(Rows from a data collection)
□ □ □ □ □ □ □

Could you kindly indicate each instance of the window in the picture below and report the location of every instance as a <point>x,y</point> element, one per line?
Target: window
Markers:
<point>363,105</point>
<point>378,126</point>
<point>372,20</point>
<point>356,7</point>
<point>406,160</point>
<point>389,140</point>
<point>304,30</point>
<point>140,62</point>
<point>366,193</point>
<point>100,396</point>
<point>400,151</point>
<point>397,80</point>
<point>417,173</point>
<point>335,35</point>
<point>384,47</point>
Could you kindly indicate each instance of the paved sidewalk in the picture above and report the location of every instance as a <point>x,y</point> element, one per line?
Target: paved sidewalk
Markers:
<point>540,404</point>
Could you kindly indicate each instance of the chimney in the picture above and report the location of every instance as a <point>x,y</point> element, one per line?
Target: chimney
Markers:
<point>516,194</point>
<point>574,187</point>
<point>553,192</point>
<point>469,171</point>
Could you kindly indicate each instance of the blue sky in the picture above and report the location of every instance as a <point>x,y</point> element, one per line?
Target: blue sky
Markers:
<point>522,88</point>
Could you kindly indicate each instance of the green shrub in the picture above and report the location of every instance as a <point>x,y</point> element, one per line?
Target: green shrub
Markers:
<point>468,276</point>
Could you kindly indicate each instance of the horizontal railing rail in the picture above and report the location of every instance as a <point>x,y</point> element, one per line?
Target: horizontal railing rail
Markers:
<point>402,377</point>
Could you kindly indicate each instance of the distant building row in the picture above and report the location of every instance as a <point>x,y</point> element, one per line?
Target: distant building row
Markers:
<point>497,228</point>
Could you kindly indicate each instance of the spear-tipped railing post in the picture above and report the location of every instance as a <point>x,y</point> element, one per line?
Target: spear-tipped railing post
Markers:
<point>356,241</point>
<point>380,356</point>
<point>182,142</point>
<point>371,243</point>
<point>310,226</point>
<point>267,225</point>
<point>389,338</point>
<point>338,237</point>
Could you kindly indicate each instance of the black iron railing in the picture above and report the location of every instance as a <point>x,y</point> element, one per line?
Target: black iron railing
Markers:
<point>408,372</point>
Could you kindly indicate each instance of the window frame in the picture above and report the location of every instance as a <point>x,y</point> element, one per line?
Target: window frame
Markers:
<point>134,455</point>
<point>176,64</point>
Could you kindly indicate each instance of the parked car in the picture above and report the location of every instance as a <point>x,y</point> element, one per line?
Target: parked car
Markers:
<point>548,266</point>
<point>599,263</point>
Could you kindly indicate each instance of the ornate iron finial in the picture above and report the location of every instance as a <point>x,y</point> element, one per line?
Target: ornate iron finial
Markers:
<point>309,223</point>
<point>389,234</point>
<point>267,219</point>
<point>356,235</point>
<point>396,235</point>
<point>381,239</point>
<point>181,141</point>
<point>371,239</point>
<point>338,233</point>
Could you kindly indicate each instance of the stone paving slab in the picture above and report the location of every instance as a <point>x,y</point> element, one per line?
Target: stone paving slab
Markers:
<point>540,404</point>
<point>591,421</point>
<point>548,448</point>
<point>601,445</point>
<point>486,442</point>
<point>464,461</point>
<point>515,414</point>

□ □ □ □ □ □ □

- _The exercise_: Output everything from the start of the rows down to the line containing "<point>406,160</point>" as a two-column CSV with the columns request and answer. Give one line for each request, with its text and its answer each in one quoted field and any line breaks replaced by spaces.

- _The solution_:
request,answer
"Could you kindly indicate each instance of the window in the picture below and report the location of every instance as a <point>x,y</point> element, one per line? Target: window Markers:","<point>363,105</point> <point>378,126</point> <point>372,20</point> <point>356,7</point> <point>406,160</point>"